RECORDS FOR PROCESSING:
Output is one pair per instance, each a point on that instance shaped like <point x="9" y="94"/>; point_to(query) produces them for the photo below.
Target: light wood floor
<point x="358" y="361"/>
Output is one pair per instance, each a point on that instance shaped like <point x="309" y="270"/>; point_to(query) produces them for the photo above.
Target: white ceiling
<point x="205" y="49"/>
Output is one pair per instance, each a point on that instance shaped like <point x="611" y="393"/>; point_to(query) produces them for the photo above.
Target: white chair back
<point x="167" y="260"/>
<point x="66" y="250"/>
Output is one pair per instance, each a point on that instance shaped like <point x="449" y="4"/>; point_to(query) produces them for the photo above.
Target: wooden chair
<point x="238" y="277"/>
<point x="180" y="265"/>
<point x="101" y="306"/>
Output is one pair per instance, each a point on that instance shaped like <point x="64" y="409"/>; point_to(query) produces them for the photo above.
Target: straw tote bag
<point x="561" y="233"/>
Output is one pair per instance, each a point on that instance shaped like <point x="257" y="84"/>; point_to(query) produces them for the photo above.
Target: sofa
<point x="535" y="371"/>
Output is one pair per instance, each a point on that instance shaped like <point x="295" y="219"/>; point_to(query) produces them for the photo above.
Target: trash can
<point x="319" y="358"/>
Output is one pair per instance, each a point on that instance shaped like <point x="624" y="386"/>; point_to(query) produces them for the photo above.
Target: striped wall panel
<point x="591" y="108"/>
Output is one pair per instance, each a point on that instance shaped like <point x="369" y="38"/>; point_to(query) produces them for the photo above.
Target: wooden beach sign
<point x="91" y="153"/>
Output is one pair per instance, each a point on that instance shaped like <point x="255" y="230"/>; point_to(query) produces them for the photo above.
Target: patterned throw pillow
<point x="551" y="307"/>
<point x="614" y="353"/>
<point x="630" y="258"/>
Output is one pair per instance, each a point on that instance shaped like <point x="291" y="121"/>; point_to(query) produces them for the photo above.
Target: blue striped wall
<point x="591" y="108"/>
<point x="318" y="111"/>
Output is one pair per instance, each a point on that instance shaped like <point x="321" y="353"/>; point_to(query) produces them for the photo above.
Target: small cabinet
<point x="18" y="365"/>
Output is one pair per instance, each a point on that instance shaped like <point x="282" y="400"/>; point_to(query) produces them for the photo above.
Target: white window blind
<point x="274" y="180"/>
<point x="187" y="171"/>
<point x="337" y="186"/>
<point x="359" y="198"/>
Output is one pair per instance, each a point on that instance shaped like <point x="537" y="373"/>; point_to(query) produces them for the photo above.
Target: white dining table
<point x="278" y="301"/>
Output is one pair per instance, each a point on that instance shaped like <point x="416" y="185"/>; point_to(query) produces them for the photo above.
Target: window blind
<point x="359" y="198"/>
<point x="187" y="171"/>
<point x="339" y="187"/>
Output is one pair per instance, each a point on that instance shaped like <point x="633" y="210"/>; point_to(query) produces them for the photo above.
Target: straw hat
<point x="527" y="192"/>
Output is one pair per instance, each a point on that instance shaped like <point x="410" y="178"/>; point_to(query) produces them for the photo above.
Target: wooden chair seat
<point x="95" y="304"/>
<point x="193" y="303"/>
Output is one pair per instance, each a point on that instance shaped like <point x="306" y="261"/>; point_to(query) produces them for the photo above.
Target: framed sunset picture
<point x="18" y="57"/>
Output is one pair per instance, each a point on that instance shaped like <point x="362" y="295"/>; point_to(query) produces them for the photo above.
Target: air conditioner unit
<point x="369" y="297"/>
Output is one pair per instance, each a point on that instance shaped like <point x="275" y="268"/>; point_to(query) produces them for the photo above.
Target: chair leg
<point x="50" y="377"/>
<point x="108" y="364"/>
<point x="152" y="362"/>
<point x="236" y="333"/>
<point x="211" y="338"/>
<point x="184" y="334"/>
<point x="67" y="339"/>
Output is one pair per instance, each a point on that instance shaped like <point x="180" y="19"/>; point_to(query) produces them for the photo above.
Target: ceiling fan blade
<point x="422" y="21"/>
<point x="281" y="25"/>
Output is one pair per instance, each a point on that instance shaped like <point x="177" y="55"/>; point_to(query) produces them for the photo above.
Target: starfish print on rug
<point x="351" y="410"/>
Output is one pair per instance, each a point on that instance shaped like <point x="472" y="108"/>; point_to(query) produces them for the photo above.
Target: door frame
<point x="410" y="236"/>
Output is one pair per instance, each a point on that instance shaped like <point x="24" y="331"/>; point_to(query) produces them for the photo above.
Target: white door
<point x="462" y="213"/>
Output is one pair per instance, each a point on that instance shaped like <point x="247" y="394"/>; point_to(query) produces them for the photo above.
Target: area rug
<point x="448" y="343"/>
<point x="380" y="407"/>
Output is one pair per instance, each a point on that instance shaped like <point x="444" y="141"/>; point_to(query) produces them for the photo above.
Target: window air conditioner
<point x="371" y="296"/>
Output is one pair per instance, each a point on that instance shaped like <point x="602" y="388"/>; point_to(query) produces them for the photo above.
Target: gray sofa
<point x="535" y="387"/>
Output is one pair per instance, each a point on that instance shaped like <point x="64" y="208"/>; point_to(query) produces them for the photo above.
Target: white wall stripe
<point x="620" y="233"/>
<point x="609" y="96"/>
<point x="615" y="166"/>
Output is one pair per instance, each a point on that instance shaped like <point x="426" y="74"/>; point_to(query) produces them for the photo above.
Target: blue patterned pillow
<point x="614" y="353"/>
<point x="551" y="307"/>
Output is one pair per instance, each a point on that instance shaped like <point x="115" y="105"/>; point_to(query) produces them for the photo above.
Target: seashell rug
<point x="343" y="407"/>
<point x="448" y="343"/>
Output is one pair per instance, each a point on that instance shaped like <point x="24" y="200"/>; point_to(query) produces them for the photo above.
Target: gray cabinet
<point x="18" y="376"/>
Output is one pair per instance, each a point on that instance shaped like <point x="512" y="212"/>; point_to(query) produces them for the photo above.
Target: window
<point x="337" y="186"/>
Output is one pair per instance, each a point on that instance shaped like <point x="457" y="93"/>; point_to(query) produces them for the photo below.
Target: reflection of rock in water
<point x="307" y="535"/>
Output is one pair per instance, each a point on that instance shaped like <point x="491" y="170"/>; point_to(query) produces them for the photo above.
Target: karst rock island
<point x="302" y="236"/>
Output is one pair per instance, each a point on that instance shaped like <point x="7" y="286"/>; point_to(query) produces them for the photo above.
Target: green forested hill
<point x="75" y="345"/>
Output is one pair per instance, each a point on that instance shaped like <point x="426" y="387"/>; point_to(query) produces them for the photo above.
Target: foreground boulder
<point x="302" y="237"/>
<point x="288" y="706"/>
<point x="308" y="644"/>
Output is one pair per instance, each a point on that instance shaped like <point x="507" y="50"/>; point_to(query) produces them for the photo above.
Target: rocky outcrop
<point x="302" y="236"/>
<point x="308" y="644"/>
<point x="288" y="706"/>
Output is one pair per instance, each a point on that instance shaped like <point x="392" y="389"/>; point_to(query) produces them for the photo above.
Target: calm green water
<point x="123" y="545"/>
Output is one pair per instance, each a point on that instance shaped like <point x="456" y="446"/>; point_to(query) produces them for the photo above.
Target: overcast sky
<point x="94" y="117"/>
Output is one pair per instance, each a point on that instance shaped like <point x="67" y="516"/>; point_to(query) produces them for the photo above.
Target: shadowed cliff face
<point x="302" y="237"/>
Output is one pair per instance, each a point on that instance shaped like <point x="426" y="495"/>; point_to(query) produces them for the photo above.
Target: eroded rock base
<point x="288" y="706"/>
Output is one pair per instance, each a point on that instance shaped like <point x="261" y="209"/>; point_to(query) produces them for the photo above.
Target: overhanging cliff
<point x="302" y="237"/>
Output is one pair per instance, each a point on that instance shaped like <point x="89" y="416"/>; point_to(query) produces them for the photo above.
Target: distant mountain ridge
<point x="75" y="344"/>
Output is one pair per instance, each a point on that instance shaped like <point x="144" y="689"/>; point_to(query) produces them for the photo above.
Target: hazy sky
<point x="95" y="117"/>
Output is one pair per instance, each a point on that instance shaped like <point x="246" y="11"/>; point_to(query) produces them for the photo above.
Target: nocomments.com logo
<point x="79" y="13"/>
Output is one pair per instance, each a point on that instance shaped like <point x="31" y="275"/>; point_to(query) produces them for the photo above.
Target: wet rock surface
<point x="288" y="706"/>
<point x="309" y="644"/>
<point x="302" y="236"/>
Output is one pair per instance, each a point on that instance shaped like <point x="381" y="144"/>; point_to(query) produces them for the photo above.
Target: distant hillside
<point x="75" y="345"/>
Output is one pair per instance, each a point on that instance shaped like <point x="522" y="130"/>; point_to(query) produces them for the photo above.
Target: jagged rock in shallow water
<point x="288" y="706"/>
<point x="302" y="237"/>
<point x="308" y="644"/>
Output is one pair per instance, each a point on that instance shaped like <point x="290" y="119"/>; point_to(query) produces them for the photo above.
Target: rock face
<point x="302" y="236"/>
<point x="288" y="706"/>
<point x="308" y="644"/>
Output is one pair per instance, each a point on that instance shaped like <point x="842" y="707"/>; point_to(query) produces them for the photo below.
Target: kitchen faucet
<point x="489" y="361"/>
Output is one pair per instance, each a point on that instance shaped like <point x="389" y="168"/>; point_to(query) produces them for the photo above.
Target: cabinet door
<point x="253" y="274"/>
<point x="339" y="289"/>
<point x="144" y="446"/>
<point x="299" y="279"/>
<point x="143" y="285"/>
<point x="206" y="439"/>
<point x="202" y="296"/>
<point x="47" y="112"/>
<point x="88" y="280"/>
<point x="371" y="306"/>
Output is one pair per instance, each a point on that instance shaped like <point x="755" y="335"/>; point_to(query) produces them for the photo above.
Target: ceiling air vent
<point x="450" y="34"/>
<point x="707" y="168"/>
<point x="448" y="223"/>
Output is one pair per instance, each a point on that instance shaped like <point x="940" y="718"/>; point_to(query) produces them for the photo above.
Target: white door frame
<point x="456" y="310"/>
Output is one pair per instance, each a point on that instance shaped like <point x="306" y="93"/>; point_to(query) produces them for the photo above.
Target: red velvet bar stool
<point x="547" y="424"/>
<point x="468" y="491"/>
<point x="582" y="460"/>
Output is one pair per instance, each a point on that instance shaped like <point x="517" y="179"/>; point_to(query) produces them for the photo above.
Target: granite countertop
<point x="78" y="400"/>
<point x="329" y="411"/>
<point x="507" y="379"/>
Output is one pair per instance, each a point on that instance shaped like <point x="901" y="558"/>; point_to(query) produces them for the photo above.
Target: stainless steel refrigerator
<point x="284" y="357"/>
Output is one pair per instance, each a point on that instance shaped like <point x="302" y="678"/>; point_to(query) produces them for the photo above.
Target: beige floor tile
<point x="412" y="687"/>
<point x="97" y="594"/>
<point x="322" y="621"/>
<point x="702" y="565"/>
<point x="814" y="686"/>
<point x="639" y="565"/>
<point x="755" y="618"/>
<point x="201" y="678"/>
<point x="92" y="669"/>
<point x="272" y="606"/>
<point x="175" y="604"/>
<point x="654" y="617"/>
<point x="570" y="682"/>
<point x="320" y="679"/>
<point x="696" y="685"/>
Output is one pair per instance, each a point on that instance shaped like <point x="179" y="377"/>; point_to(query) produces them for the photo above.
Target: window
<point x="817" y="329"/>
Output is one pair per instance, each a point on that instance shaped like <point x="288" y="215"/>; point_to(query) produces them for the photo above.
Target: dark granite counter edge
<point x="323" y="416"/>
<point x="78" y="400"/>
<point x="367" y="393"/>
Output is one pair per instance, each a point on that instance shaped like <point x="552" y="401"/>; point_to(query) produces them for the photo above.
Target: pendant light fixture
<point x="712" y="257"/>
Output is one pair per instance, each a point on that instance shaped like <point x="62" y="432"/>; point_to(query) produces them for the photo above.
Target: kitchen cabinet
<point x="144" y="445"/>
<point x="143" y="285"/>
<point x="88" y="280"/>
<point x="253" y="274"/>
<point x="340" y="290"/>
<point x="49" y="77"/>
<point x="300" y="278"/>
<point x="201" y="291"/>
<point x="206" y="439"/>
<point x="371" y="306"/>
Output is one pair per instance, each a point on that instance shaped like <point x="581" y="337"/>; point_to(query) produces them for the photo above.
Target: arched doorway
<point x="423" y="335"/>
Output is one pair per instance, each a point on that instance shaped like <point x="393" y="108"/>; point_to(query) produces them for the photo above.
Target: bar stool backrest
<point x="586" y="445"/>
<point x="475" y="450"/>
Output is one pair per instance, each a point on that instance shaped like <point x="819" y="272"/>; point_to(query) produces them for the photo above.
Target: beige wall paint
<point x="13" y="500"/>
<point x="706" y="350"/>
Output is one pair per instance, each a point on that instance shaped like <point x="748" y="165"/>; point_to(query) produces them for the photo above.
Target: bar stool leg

YOUR TASK:
Search the data above for the string "below" and return every line that has it.

EXERCISE RESPONSE:
Output is one pair per instance, each a point on that instance shaped like <point x="9" y="94"/>; point_to(query) produces them for the photo below.
Output is one pair per instance, each a point on that instance shaped like <point x="457" y="93"/>; point_to(query) produces them for the photo below.
Output is one pair per instance, each a point on that instance shaped like <point x="842" y="707"/>; point_to(query) produces them for the photo below.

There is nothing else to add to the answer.